# [Stated goal]
Every line from the one with "target | column capital" through the end of the records below should be restated word for word, and nothing outside that span.

# [Records]

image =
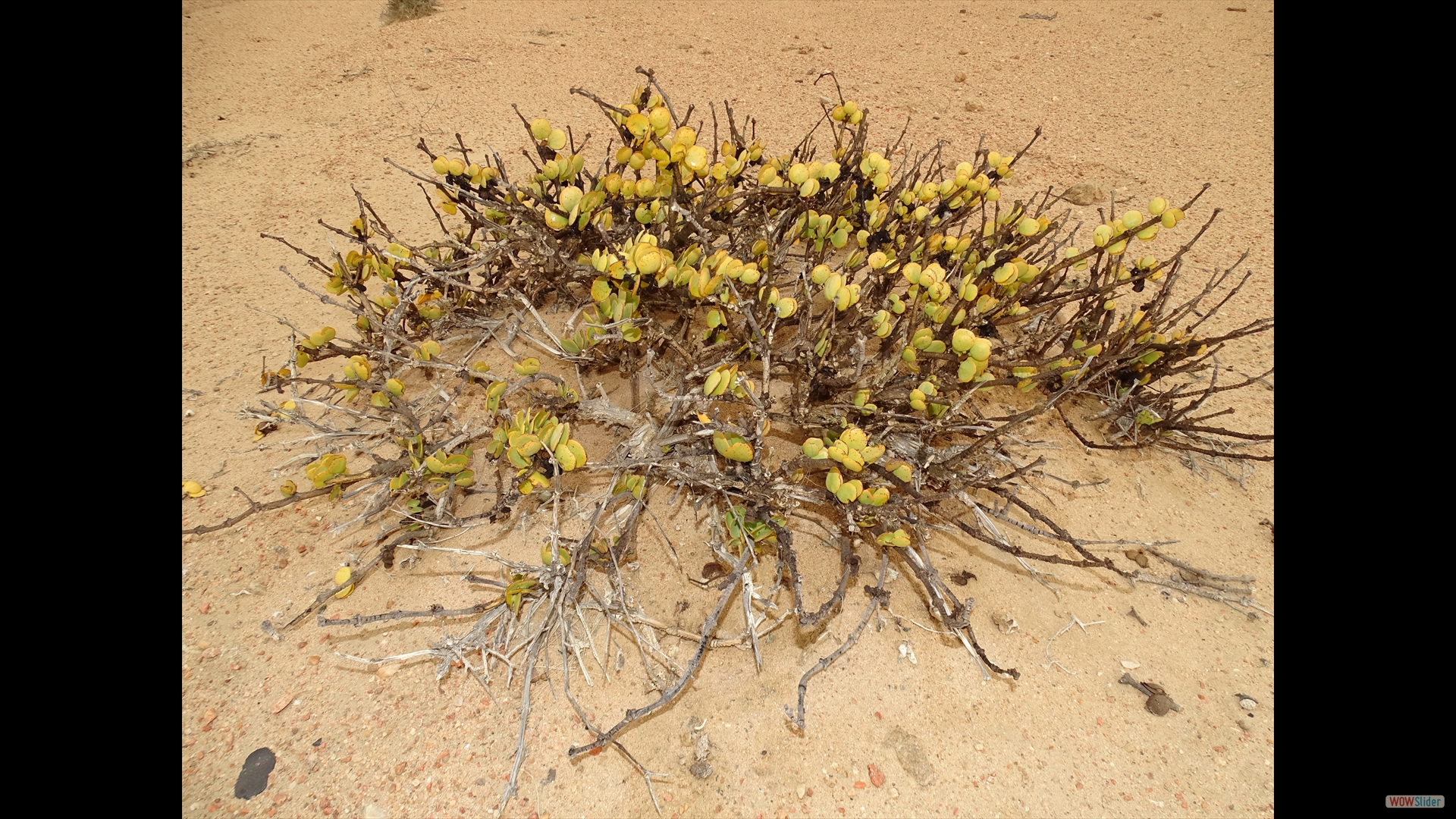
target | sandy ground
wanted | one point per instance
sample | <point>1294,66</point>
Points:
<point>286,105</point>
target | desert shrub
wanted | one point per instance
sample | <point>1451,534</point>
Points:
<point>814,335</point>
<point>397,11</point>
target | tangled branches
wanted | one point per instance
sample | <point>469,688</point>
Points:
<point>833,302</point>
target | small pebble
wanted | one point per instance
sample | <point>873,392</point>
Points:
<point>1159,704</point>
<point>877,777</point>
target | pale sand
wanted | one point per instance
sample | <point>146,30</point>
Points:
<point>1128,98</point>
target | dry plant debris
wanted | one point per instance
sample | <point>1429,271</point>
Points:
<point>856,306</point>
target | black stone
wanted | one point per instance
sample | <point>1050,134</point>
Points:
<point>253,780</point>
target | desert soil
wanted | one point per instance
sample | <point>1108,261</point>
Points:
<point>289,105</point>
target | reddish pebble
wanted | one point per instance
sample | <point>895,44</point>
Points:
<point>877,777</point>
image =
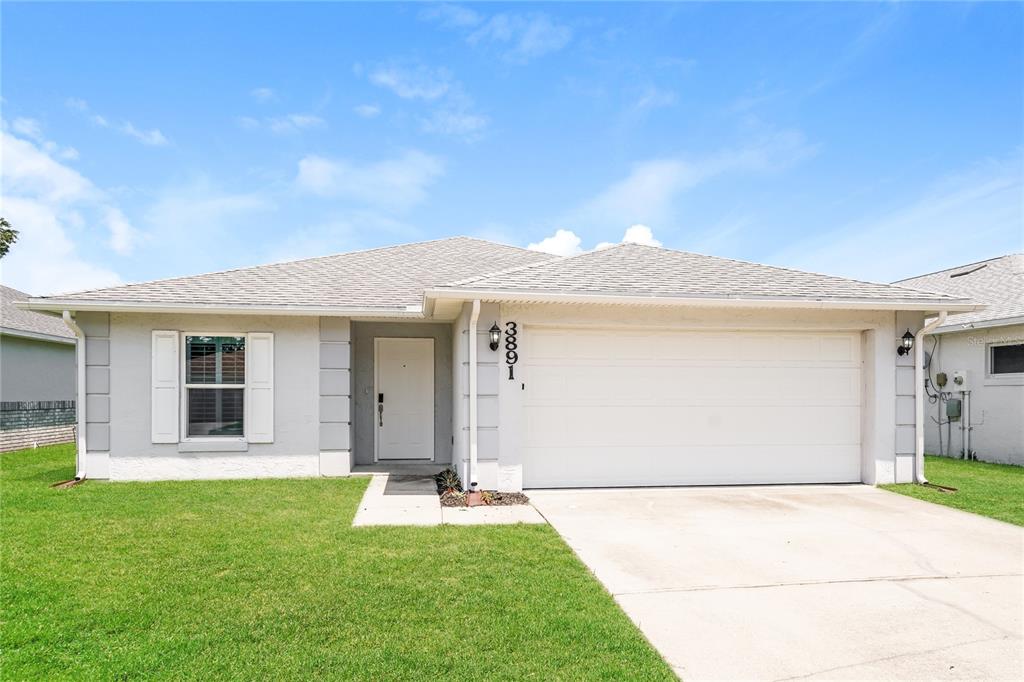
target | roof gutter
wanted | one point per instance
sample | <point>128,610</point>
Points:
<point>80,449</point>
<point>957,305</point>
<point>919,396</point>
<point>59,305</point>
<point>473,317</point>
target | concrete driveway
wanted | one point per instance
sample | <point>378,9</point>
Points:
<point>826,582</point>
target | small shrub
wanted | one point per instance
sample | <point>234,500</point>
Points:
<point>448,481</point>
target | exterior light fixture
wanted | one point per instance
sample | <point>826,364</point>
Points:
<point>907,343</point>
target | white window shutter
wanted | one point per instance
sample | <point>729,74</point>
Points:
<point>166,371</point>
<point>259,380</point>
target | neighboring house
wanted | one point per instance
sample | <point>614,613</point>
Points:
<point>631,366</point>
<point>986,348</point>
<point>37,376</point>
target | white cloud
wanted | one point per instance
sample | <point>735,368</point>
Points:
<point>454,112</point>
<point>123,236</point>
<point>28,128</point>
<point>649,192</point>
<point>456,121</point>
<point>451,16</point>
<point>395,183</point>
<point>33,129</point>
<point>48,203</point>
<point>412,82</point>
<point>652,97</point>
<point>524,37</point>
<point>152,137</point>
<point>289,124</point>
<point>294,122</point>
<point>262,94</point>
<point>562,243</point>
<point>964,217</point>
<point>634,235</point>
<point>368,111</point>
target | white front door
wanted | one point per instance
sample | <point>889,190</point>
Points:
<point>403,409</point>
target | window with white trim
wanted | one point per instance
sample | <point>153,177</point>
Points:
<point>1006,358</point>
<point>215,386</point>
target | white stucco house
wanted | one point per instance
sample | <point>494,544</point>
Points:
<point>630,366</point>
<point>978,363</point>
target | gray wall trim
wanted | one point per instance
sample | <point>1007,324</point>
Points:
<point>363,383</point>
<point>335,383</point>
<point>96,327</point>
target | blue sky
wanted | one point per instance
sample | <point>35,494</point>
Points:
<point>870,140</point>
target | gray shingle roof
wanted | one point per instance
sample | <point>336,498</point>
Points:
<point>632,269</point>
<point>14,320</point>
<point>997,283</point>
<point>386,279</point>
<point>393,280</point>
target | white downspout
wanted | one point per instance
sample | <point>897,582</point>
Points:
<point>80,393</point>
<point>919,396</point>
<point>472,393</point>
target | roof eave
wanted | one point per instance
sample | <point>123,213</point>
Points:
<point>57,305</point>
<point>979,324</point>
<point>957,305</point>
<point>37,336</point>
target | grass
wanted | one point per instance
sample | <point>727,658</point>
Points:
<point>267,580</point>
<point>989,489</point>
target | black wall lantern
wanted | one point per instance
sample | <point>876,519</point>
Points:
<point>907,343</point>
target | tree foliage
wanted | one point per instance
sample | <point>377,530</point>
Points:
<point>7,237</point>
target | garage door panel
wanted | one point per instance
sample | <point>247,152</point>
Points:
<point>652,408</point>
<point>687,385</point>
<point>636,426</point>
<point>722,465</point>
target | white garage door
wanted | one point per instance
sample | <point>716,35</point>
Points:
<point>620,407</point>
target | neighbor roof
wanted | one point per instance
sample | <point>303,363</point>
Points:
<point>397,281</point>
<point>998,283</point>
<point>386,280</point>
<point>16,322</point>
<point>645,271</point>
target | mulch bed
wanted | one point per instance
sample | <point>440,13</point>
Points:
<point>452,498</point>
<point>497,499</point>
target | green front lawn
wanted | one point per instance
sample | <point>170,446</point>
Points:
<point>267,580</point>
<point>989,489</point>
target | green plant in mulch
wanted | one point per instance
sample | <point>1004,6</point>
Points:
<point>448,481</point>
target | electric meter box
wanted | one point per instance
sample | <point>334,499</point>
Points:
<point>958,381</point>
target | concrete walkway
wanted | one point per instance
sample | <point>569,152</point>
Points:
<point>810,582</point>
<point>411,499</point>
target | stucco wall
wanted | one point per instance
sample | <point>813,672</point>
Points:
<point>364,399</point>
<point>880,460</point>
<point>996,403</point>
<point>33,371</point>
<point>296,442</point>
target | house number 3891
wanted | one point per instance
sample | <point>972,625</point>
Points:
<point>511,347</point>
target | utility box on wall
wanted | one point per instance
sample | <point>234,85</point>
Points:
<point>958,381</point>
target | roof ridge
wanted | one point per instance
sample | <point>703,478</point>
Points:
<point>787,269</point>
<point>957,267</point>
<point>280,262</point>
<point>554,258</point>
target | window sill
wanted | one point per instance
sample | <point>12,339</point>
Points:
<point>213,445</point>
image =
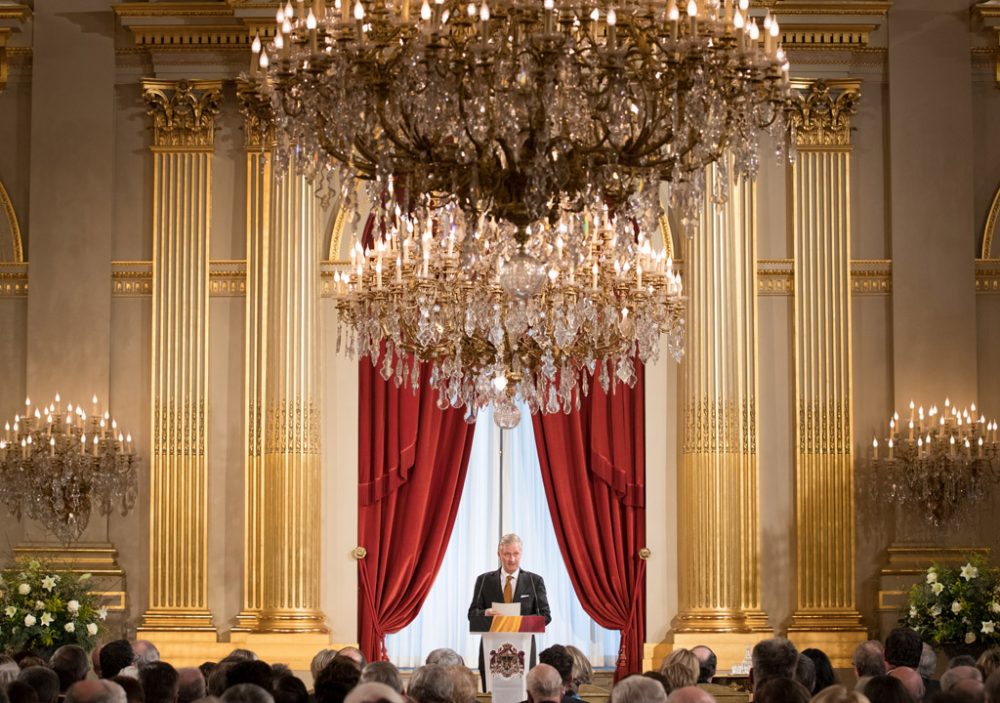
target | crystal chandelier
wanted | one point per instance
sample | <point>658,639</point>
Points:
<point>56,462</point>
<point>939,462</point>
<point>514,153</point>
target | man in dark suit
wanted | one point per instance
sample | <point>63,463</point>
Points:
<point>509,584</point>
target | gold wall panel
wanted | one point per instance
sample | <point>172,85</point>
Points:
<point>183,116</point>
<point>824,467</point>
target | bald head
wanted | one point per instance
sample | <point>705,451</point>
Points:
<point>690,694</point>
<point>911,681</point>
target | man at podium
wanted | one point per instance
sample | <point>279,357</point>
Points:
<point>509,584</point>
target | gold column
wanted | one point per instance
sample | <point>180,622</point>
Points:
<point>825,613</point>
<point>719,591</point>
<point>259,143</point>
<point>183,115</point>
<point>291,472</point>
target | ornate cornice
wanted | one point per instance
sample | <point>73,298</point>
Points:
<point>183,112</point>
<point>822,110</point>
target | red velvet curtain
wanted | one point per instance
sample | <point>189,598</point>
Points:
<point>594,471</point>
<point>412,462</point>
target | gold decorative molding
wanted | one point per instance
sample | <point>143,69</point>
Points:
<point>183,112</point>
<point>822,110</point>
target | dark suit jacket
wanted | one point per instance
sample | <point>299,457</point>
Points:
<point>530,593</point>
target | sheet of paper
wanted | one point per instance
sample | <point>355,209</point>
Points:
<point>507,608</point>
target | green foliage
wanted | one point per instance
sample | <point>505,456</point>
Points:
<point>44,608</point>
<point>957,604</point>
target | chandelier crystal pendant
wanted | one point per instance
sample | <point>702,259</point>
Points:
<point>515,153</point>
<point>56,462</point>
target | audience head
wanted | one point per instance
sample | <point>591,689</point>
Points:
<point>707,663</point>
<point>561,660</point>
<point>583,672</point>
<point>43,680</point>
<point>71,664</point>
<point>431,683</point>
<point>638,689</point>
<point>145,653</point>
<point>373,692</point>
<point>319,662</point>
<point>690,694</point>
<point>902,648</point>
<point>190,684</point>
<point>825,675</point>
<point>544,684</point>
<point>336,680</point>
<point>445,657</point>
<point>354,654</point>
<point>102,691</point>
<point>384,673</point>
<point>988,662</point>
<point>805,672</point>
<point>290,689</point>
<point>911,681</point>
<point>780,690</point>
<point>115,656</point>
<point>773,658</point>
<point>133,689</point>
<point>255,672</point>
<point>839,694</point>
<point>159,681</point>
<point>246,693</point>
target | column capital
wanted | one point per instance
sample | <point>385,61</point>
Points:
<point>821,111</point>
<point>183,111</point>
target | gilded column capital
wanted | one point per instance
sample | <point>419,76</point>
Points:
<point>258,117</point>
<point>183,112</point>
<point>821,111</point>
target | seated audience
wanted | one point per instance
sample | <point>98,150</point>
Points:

# [Completed task]
target | column capital
wanted | one point per instance
sample | <point>385,61</point>
Points:
<point>821,111</point>
<point>183,111</point>
target | gilded column capital
wanted | one point per instance
sample | <point>419,76</point>
Points:
<point>258,117</point>
<point>183,112</point>
<point>821,111</point>
target | seated audience
wanted | one point per instance
sample | <point>98,150</point>
Points:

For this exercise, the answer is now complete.